Task objective —
Report back every line in the data that includes the string "after".

Available records —
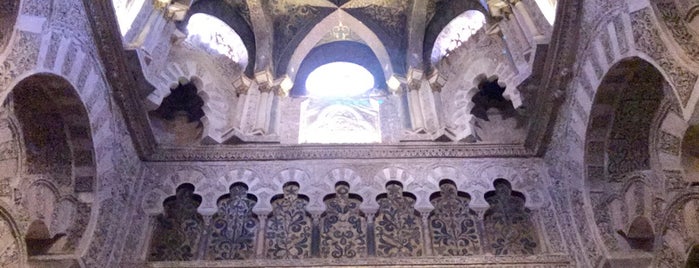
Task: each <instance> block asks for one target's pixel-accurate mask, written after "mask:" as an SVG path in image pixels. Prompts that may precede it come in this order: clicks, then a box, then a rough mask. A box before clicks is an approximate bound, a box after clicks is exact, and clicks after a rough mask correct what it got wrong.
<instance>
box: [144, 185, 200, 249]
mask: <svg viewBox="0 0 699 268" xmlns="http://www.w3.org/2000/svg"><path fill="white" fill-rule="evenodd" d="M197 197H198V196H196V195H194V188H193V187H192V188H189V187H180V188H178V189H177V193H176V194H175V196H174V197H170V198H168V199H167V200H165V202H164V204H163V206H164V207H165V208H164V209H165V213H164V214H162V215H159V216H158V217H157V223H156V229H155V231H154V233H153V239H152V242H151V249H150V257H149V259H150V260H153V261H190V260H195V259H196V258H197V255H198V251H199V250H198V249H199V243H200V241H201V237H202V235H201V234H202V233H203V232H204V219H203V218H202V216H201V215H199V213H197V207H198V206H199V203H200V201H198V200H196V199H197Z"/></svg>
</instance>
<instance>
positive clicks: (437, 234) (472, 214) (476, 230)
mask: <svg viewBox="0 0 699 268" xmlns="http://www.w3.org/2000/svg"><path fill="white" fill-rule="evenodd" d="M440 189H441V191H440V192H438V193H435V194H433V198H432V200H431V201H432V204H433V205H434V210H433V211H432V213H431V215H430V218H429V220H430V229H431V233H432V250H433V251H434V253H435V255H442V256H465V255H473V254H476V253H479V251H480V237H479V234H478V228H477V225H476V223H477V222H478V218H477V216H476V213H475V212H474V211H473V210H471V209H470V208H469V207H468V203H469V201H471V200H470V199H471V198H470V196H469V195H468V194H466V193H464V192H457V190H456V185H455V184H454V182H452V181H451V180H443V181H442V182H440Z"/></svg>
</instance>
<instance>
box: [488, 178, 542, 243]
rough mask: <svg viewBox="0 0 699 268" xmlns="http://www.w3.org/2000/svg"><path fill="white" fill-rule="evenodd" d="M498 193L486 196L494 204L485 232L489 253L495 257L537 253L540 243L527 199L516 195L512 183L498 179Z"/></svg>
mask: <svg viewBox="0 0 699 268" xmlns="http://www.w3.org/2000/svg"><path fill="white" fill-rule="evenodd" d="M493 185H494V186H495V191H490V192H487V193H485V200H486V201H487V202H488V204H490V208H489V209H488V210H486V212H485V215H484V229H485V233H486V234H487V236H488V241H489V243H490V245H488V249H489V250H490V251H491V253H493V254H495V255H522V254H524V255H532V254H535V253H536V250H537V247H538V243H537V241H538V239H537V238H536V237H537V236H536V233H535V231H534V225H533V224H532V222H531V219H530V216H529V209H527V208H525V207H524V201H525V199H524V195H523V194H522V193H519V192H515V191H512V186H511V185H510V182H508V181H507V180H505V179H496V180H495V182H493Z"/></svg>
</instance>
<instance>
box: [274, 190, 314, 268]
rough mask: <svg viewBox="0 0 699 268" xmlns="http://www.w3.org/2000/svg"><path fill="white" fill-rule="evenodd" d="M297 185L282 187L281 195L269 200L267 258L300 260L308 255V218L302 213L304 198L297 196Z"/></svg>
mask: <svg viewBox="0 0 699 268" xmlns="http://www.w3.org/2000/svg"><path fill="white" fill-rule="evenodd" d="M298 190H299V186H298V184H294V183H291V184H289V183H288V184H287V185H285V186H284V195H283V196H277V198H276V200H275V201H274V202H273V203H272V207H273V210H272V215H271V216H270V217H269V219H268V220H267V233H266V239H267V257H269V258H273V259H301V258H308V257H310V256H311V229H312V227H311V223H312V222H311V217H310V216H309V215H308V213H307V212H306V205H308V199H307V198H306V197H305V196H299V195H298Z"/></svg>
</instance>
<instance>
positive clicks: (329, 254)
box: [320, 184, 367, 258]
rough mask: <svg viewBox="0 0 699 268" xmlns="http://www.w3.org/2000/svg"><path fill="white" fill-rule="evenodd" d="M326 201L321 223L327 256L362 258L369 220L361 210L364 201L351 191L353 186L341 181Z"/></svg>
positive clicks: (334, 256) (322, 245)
* * *
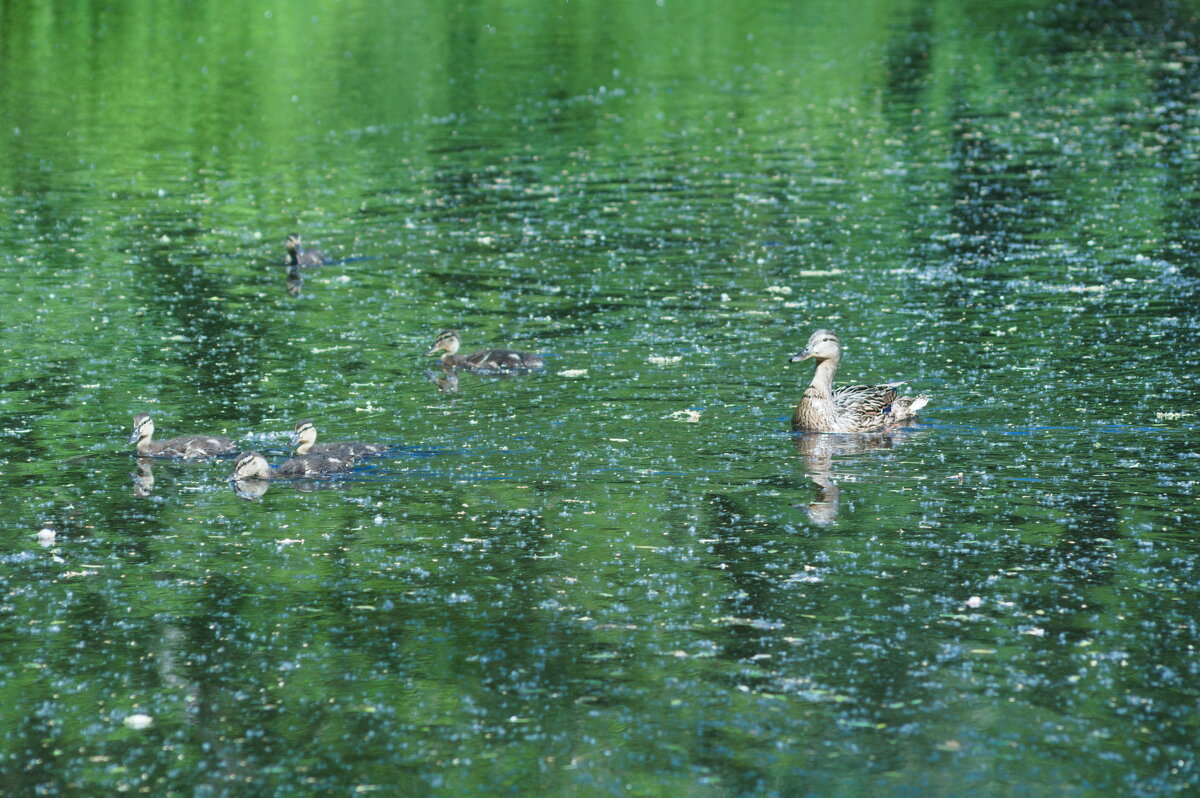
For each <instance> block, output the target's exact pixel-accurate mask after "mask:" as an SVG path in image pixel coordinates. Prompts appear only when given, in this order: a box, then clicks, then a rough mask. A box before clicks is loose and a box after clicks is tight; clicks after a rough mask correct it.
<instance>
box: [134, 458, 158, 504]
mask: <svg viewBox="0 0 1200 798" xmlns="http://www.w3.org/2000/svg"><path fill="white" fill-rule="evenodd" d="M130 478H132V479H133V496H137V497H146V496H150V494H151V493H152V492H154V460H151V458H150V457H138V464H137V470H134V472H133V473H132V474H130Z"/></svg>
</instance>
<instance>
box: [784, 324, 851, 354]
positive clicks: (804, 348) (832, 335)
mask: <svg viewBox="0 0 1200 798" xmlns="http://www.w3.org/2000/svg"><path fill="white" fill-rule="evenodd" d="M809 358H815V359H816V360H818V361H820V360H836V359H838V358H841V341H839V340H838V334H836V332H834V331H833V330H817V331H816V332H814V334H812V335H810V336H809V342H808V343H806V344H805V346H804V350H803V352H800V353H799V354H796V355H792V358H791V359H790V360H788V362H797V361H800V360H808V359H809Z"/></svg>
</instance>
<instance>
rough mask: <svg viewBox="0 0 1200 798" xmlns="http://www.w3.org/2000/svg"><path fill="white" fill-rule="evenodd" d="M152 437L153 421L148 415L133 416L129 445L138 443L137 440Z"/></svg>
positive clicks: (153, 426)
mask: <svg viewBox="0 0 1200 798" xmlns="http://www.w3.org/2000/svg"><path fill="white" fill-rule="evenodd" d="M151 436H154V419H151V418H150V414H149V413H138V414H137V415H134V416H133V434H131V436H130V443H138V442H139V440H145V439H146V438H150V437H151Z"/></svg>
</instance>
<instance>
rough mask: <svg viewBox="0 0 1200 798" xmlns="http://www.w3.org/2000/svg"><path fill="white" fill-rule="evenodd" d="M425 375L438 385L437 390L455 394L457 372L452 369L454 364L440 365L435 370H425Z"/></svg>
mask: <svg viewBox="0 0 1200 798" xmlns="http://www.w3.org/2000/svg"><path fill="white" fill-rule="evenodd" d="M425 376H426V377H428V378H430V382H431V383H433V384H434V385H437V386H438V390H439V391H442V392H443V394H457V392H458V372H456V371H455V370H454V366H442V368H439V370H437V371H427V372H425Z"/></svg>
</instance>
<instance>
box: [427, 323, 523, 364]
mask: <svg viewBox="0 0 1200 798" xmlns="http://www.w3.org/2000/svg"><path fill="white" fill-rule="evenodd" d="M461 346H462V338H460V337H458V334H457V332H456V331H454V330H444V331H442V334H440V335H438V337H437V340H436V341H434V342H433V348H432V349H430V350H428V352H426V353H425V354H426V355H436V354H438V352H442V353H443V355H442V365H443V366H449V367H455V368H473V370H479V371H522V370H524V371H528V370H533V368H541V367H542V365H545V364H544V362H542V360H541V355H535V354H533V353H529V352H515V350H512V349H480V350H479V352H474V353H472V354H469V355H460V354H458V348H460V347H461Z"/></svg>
...
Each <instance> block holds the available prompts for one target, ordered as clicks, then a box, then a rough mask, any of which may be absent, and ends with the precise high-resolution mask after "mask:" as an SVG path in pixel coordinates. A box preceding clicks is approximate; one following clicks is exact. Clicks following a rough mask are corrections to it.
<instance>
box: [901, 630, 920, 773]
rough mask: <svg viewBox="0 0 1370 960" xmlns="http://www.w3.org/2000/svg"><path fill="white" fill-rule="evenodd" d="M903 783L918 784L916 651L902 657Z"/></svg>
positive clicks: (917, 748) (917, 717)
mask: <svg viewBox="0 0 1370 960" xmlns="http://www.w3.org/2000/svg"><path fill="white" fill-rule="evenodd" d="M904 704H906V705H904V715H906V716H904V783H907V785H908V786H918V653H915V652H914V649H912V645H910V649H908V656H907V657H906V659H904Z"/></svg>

Response area —
Task: each <instance> block asks for one target's pixel-accurate mask, written after "mask:" as an SVG path in image pixels. Prompts that may precede it come in this order: clicks, then a box, then a rough mask. A box before clicks is an approximate bound, a box after clicks is exact, and clicks after a rough mask correct what it got wrong.
For each <instance> block, output the target's exact pixel-accurate mask after "mask:" as an SVG path in image pixel coordinates. Prompts appear only when given, in this order: a box, then clicks, then a rough mask. A box before clicks is loose and a box after clicks is tight; clicks after a rough mask correct it.
Each <instance> block holds the available prompts for one target, ordered as clicks, then a box, then a rough mask, any of which may be absent, and ends with the precise high-resolution mask after "mask:" as an SVG path in pixel coordinates. A box preceding clicks is approximate; one following clicks is exact. Clicks following a rough mask are corrections to it.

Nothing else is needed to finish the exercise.